Each line from the one holding "Category: woman's face" to the end of the data below must be output verbatim, with no other lines.

##########

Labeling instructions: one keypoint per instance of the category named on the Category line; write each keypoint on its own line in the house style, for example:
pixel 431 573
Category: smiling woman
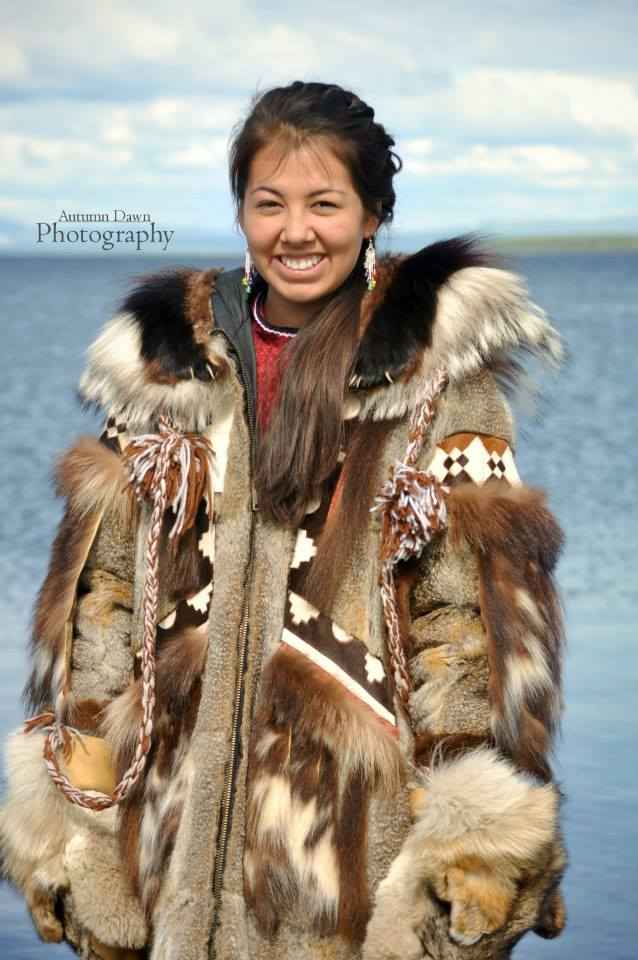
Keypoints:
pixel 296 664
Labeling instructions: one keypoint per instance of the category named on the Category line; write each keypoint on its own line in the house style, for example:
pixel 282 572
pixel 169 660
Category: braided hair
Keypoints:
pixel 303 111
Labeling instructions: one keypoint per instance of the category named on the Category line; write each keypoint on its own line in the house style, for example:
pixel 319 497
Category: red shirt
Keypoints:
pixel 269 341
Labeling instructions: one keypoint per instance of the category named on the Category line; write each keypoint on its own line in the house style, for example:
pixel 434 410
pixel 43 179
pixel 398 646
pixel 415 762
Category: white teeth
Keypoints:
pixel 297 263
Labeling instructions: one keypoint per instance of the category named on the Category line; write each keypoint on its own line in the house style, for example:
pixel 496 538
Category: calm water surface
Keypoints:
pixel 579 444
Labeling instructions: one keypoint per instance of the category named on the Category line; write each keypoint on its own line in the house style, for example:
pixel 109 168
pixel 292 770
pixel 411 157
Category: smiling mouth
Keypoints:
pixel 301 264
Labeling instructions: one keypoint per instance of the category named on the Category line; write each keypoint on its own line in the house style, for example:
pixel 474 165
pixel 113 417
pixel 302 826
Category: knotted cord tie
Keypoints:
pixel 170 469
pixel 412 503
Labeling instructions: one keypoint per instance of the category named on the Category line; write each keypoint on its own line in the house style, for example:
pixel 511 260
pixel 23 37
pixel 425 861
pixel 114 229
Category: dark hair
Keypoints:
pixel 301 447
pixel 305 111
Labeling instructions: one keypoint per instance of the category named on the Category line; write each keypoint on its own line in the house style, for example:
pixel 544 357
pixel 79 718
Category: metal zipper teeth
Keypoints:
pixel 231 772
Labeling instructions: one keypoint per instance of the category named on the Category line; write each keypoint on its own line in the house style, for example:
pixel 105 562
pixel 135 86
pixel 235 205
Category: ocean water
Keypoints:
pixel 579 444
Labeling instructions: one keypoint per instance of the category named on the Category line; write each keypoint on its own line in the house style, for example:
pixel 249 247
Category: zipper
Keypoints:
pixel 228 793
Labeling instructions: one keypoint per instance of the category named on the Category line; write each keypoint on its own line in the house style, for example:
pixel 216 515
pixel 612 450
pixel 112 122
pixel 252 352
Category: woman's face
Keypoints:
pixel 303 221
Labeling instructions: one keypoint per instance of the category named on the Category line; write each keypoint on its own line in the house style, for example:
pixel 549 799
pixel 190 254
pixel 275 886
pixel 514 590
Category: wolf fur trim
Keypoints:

##########

- [Answer to this task]:
Category: woman's face
Keypoints:
pixel 303 221
Labeling instructions: one keypoint per instance of the category named on the Category line; write each keypoint on its own line in the house style, for example:
pixel 549 799
pixel 190 254
pixel 275 886
pixel 514 590
Category: wolf fur trim
Keypoints:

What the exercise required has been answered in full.